## BEGIN Recorded information

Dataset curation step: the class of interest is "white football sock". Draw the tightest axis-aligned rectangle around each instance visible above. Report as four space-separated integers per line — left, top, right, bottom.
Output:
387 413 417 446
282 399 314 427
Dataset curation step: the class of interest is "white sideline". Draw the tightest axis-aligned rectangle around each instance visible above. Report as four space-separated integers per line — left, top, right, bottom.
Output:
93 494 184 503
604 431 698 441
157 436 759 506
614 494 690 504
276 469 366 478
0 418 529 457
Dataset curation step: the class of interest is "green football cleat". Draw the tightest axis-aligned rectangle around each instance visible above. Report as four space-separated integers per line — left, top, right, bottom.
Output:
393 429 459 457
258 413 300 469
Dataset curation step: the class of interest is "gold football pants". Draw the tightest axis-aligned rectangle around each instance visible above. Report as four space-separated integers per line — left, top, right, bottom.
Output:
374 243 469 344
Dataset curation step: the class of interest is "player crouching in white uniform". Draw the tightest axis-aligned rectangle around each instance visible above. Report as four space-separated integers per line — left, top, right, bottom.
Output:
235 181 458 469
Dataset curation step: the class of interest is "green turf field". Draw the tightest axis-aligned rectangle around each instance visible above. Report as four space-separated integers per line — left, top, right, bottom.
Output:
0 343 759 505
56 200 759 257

## END Recorded information
## BEGIN Recorded information

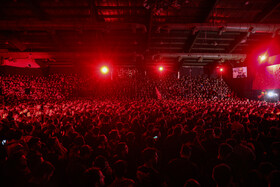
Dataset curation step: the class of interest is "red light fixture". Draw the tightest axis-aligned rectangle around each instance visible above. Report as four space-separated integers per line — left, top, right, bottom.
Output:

## END Recorded information

Task instructions:
Please copy out the listing lines word for word, starting at the line containing "crouching in white" and ending with the line containing "235 181 458 469", both included.

The result:
Dataset curation step: the class of interest is "player crouching in white uniform". Draw the tightest axis-aligned rectangle around each instance visible above. Report as four space-separated integers per line — left, top, right, bottom.
Output:
235 181 458 469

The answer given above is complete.